#### [Do this]
Copy out everything from the line containing "parliamentary debating chamber?" down to the end of the listing, requests included, and raise every box coordinate in the answers by 137.

########################################

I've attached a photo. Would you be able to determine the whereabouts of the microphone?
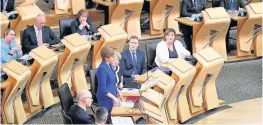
[201,23,228,50]
[49,32,65,52]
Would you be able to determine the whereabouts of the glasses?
[84,97,93,101]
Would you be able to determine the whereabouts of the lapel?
[126,49,132,65]
[42,26,46,42]
[31,25,37,45]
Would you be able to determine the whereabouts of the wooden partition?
[92,24,128,68]
[166,58,196,124]
[193,7,230,60]
[11,2,44,44]
[150,0,180,35]
[52,0,86,15]
[2,60,31,124]
[25,46,58,113]
[237,2,262,57]
[0,13,9,38]
[58,33,91,93]
[189,47,224,115]
[139,70,175,124]
[110,0,144,38]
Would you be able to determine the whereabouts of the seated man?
[220,0,245,53]
[1,0,17,19]
[68,90,94,124]
[95,107,109,125]
[70,9,96,40]
[21,14,59,54]
[120,36,147,88]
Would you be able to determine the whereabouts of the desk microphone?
[49,32,65,52]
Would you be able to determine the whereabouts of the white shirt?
[78,104,87,112]
[154,40,191,67]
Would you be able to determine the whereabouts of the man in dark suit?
[120,36,147,88]
[220,0,245,53]
[180,0,206,54]
[21,14,59,54]
[68,90,95,124]
[1,0,17,19]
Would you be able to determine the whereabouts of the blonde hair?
[163,28,176,41]
[100,46,115,61]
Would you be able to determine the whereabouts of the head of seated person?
[68,90,94,124]
[21,14,59,54]
[155,28,191,67]
[1,28,23,65]
[94,107,109,125]
[70,9,96,39]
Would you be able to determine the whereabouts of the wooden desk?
[0,13,9,38]
[175,17,202,52]
[92,0,117,24]
[92,0,116,6]
[229,14,253,57]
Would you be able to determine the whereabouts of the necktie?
[132,52,138,74]
[37,29,43,45]
[230,0,235,10]
[3,0,8,11]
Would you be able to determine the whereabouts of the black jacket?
[21,25,59,54]
[68,105,95,124]
[120,49,147,77]
[220,0,245,10]
[70,18,96,34]
[181,0,206,17]
[1,0,15,12]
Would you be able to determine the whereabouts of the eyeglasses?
[84,97,93,101]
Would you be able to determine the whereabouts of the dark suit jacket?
[220,0,245,10]
[181,0,206,17]
[1,0,15,12]
[70,18,96,34]
[68,105,95,124]
[21,25,59,54]
[120,49,147,77]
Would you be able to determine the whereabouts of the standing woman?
[1,28,23,65]
[96,46,120,119]
[154,28,191,67]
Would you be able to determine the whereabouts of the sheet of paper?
[120,101,134,108]
[19,54,32,60]
[121,88,139,93]
[111,116,134,125]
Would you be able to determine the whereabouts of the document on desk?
[111,116,134,125]
[121,88,139,93]
[120,101,134,108]
[19,54,32,60]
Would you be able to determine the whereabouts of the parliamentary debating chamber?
[0,0,263,125]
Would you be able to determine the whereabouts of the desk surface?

########################################

#### [Output for this exercise]
Would you be able to determine the whereabouts of the parliamentary debating chamber?
[137,137,400,262]
Would you be able to determine the whereabouts of the desk surface?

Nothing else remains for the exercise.